● **YOUR GOAL**: What is the number of lines in the data that hold the string "target"? Reply with that number only.

● **EXERCISE MATERIALS**:
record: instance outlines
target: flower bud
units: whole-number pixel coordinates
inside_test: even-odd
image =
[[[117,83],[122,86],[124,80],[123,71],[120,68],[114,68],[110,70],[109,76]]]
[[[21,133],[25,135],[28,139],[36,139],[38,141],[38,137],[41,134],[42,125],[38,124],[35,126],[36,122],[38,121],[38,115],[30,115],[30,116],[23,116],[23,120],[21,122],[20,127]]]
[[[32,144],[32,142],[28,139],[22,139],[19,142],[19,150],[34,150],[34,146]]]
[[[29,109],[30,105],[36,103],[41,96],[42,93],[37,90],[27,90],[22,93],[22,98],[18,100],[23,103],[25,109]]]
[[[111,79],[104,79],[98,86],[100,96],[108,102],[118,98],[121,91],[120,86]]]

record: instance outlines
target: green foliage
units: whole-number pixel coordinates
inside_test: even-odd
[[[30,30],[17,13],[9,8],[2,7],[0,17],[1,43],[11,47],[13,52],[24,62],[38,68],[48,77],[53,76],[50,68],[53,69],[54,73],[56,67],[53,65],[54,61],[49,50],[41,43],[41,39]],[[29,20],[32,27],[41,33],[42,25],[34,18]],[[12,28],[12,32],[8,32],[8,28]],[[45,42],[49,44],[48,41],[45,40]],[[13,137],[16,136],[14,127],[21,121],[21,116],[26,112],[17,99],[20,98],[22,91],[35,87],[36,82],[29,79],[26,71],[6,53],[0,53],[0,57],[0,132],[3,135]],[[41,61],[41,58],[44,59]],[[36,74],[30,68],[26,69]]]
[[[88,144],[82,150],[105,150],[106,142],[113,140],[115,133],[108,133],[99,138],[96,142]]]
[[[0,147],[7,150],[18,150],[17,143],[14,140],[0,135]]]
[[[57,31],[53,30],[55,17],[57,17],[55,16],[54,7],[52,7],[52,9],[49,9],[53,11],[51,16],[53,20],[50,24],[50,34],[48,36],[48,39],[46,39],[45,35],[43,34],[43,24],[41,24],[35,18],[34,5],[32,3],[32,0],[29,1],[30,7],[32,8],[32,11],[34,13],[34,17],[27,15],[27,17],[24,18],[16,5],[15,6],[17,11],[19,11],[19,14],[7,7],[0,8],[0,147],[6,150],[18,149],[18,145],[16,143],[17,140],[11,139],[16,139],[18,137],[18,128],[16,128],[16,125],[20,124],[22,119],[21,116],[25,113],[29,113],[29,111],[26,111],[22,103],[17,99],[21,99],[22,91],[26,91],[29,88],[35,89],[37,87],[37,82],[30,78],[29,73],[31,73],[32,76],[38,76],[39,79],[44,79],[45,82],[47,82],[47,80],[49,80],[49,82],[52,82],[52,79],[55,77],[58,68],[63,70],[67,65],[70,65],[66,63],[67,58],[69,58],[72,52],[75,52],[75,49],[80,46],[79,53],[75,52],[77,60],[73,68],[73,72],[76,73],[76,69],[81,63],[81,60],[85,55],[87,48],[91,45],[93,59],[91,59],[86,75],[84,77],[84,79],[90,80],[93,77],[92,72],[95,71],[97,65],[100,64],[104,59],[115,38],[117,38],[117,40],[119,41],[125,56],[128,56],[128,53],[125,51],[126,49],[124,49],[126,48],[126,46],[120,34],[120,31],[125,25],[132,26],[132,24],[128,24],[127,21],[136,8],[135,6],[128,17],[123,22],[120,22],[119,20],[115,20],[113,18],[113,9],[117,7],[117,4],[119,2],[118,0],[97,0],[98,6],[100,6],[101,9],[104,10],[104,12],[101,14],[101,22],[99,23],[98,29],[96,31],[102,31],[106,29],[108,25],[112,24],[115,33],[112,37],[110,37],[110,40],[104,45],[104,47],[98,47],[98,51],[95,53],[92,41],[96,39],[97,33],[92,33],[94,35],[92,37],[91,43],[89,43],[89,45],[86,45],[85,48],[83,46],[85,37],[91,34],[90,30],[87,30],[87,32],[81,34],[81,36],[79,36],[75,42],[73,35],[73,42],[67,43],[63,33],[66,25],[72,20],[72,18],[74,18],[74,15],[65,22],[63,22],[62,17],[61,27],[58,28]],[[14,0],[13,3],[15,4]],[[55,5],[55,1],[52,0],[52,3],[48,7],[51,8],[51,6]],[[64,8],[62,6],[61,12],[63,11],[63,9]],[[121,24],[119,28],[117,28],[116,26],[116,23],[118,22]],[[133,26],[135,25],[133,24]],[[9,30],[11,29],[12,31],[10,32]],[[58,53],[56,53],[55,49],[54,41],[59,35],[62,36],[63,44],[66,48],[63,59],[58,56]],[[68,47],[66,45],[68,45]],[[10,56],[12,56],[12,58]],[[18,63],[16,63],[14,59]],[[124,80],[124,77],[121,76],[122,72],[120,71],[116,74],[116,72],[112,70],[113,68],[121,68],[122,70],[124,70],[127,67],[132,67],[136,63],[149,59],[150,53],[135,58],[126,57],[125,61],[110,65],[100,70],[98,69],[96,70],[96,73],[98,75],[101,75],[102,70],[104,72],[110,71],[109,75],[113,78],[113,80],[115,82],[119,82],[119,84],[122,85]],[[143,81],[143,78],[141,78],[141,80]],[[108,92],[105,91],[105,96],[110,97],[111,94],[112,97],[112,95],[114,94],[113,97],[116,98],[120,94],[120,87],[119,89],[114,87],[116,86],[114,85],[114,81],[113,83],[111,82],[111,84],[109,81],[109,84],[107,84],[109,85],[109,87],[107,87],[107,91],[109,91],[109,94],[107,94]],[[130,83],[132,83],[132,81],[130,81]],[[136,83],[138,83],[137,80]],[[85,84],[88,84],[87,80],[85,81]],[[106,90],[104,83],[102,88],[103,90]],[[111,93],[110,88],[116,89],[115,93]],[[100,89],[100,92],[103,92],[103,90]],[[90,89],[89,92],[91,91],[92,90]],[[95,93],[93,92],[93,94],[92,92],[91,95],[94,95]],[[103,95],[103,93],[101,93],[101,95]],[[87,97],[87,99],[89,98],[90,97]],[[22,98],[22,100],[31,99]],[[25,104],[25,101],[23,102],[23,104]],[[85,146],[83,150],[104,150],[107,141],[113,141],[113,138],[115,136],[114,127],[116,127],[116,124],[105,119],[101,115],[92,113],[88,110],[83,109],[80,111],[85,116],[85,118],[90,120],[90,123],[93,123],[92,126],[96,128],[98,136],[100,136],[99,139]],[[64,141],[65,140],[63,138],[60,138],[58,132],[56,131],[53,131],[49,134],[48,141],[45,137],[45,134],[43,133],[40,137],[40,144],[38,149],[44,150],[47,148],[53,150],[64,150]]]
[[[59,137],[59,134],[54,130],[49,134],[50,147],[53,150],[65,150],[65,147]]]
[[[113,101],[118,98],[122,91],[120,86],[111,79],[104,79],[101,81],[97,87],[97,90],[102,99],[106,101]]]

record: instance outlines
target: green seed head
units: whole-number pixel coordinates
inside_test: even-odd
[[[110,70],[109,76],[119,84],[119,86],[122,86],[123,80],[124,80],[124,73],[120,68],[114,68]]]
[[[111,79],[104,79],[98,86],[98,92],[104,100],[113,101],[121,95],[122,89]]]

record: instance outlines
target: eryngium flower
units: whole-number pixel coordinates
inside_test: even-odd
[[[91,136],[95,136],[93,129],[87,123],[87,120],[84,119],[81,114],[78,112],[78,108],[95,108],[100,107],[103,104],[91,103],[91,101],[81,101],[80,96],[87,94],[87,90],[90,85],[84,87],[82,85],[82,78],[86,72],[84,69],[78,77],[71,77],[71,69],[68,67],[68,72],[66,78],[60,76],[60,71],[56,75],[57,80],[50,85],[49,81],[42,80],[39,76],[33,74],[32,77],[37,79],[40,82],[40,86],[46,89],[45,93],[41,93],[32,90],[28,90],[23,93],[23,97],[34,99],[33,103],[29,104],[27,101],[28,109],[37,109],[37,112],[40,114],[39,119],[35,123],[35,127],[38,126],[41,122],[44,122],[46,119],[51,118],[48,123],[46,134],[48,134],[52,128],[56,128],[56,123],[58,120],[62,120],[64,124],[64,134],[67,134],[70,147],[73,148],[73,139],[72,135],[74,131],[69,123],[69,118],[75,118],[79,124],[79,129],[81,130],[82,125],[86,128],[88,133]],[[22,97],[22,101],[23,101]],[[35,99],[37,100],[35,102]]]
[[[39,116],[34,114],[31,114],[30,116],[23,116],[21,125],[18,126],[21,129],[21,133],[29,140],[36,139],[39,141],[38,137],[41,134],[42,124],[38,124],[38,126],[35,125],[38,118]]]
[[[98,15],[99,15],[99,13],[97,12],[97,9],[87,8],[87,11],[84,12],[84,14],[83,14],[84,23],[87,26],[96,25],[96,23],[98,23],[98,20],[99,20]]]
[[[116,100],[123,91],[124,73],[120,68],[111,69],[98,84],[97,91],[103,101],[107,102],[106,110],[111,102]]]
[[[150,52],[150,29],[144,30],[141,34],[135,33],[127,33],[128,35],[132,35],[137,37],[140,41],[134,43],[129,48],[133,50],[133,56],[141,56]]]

● **ANSWER BELOW**: 4